### EXERCISE REQUIREMENTS
Gather every line below that contains the word "headscarf", and copy each one in full.

### MATERIAL FOR THIS EXERCISE
::::::

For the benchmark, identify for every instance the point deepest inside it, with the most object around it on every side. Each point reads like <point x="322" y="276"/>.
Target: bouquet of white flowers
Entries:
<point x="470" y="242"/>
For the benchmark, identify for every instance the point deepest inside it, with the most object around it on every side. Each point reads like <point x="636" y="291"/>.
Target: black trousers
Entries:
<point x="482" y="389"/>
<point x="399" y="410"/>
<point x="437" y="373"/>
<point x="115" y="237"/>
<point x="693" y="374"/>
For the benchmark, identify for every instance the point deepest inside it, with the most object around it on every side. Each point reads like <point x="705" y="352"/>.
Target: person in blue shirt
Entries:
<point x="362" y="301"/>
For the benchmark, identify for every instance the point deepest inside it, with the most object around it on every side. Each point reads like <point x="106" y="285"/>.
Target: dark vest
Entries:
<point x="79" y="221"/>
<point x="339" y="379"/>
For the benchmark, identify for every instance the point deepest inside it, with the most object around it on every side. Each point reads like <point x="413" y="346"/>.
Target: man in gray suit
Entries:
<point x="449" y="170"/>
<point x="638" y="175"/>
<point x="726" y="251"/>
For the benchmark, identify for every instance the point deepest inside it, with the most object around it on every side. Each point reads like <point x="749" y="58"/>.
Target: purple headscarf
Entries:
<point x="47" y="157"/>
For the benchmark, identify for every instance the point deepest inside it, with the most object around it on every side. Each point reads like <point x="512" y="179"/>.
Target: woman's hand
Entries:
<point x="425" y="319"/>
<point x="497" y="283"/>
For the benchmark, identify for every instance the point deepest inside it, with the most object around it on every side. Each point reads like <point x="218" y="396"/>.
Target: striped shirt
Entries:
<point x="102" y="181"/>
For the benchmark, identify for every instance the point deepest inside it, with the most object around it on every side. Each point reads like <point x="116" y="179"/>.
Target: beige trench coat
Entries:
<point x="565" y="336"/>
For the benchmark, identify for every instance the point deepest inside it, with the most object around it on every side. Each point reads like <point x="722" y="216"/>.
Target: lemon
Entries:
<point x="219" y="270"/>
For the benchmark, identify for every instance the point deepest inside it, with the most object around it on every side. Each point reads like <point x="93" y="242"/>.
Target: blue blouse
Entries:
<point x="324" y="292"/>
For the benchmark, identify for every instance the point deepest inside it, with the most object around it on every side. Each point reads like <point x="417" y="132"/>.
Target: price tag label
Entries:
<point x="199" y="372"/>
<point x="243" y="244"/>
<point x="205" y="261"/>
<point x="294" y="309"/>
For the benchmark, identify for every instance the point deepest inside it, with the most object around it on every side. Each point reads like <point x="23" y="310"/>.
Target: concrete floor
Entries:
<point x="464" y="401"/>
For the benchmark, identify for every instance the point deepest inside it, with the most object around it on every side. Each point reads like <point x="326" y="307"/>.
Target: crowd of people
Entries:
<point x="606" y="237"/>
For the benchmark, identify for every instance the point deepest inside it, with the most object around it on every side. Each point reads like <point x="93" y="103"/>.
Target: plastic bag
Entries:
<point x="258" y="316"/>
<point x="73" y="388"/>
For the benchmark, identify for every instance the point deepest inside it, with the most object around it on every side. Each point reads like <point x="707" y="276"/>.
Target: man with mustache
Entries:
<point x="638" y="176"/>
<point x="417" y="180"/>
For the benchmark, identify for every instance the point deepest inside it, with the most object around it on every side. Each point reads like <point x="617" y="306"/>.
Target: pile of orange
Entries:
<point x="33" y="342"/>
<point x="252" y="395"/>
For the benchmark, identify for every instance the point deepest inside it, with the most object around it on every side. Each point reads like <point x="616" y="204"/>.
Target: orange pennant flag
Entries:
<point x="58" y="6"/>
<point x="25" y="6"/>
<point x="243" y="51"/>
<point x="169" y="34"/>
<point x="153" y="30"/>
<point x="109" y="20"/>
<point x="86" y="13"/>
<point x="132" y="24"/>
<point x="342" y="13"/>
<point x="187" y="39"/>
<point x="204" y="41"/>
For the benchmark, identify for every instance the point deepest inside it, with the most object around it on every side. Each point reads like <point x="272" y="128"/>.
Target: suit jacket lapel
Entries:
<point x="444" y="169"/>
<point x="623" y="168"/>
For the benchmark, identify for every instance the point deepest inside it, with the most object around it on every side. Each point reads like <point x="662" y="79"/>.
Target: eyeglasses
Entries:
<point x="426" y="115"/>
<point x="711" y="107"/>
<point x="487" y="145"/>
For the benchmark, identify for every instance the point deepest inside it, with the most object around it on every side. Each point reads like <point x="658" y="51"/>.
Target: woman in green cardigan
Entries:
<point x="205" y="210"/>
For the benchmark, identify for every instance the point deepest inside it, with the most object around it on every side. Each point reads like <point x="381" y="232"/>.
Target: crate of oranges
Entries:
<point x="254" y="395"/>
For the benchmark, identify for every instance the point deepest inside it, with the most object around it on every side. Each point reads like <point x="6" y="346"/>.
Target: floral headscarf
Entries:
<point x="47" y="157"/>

::::::

### THE ANSWER
Target: purple headscarf
Target: floral headscarf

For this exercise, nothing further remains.